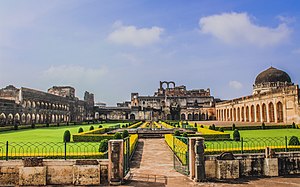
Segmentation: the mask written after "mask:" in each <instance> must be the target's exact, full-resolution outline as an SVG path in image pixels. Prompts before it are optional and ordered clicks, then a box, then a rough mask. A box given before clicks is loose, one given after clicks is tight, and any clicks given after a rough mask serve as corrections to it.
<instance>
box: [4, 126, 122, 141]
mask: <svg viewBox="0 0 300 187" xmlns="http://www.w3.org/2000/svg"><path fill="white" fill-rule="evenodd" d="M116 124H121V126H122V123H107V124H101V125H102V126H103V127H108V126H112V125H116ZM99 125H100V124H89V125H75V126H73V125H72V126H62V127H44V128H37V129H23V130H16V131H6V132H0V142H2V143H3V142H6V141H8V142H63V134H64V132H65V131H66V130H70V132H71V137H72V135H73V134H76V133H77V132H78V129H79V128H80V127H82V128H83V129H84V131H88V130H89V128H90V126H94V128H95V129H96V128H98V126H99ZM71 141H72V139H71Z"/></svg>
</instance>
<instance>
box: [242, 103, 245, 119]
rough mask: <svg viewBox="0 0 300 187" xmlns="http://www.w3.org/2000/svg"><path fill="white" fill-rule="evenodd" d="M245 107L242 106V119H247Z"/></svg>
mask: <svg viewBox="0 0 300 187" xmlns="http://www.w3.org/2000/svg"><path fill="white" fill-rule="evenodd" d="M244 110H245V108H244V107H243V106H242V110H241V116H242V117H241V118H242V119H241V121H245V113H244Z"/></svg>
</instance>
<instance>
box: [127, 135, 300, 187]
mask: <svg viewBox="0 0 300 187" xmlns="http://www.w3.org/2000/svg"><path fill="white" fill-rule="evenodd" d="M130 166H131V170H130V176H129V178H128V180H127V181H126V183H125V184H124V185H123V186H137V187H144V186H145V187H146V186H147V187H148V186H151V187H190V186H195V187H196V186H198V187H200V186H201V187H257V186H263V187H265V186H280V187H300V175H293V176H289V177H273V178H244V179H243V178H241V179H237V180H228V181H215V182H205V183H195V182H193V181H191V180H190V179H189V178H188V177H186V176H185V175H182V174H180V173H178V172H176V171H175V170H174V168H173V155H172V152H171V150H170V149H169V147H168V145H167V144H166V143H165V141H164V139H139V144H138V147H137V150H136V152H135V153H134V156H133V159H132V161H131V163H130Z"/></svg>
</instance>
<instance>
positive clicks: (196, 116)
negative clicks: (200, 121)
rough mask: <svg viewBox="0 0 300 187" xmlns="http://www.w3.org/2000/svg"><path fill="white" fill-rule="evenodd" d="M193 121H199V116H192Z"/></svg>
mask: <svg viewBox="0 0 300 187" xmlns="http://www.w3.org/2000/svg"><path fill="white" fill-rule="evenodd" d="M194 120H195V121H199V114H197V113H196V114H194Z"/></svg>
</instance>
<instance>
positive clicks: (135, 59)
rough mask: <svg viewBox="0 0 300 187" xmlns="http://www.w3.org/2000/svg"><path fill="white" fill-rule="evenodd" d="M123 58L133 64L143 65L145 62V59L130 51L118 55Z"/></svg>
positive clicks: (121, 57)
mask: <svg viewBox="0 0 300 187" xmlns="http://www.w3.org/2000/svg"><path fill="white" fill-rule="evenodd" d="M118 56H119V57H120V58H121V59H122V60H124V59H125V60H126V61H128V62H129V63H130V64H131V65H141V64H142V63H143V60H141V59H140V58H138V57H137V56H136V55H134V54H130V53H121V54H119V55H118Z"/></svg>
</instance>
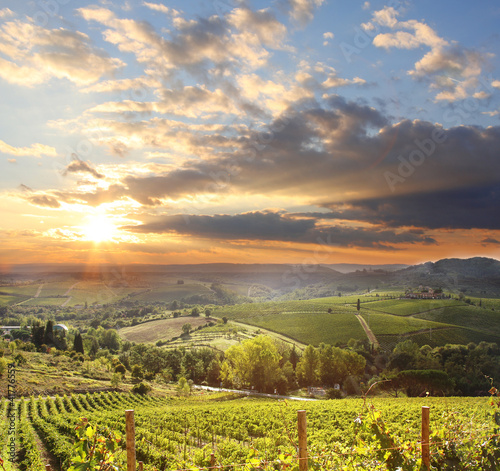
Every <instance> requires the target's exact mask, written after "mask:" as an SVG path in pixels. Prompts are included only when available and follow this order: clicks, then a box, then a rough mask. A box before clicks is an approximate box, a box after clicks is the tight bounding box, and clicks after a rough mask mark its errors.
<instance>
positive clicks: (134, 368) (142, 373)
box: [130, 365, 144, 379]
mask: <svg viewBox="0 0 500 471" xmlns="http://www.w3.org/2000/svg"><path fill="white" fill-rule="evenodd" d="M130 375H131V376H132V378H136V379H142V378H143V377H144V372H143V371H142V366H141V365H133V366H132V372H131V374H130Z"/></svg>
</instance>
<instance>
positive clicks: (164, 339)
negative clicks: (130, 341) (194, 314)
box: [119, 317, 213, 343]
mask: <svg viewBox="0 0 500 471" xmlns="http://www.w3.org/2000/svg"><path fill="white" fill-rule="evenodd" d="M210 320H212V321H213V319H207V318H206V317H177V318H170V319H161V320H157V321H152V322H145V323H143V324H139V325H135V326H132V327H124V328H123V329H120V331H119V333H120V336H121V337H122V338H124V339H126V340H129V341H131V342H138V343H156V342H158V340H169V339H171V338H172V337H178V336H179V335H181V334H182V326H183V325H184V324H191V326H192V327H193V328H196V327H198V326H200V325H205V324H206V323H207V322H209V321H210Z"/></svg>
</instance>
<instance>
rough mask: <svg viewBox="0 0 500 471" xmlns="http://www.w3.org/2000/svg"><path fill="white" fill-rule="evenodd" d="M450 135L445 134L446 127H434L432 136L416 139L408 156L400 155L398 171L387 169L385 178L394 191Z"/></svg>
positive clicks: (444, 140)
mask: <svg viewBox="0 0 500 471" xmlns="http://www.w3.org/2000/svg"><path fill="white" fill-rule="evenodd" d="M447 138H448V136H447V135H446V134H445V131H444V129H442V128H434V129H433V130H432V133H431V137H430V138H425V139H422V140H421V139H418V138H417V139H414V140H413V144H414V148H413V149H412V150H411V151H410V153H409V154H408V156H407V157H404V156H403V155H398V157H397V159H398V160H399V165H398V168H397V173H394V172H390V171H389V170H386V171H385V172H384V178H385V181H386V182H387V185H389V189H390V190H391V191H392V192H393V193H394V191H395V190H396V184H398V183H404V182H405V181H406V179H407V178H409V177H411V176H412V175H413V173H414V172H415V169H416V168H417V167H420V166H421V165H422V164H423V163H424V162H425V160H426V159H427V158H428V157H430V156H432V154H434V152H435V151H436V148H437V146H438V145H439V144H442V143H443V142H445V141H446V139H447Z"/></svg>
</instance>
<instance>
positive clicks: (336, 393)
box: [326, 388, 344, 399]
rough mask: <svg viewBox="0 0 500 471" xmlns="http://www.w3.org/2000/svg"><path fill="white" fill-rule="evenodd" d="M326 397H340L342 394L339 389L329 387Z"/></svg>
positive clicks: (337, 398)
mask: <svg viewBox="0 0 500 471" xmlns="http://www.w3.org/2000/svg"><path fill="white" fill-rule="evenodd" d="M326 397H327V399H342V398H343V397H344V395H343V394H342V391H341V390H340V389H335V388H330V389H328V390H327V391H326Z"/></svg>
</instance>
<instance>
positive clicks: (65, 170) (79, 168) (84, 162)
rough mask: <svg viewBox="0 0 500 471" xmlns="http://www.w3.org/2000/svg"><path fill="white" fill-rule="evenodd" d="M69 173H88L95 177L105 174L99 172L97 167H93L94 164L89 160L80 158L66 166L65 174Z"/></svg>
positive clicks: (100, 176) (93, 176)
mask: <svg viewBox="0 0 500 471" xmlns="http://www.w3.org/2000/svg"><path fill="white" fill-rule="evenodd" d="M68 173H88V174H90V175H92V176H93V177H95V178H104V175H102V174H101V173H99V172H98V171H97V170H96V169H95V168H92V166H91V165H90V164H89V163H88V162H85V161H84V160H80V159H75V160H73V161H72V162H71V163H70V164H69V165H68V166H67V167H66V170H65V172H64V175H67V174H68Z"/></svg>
════════════════════
An exact copy of the line containing "397H340L342 394L339 389L329" and all lines after it, through the last line of the entries, is the required answer.

rough mask: <svg viewBox="0 0 500 471" xmlns="http://www.w3.org/2000/svg"><path fill="white" fill-rule="evenodd" d="M326 397H340L342 394L339 389L329 387Z"/></svg>
positive clicks: (337, 398)
mask: <svg viewBox="0 0 500 471" xmlns="http://www.w3.org/2000/svg"><path fill="white" fill-rule="evenodd" d="M326 397H327V399H342V398H343V397H344V395H343V394H342V391H341V390H340V389H335V388H330V389H328V390H327V391H326Z"/></svg>
</instance>
<instance>
positive clicks: (65, 170) (79, 168) (84, 162)
rough mask: <svg viewBox="0 0 500 471" xmlns="http://www.w3.org/2000/svg"><path fill="white" fill-rule="evenodd" d="M69 173H88L95 177L105 174L99 172L97 167H93L94 164L89 160L80 158L66 166L65 174Z"/></svg>
positive clicks: (100, 176) (93, 176)
mask: <svg viewBox="0 0 500 471" xmlns="http://www.w3.org/2000/svg"><path fill="white" fill-rule="evenodd" d="M68 173H88V174H90V175H92V176H93V177H95V178H104V175H102V174H101V173H99V172H98V171H97V170H96V169H95V168H92V166H91V165H90V164H89V163H88V162H85V161H84V160H80V159H75V160H73V161H72V162H71V163H70V164H69V165H68V166H67V167H66V170H65V172H64V175H67V174H68Z"/></svg>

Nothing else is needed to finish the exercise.